● **REQUIRED TASK**
Show every line of the listing below that contains the string "stone", copying each one in full. Matches are case-sensitive.

[Rows from a dataset]
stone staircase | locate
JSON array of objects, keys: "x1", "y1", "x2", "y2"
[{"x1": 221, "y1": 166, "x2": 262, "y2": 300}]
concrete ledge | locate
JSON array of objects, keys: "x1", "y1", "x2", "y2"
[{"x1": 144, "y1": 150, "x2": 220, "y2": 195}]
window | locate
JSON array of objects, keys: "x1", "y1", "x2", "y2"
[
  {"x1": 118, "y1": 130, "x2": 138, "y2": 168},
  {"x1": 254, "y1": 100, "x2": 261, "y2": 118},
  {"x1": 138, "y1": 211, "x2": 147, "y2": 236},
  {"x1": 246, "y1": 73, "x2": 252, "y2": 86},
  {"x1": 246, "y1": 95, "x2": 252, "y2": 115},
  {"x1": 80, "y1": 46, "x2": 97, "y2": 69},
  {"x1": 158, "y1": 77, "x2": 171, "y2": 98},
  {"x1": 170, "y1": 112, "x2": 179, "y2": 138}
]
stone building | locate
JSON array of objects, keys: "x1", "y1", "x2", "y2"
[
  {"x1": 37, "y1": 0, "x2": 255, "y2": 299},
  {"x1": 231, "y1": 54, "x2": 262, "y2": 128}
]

● **RESULT**
stone staircase | locate
stone building | locate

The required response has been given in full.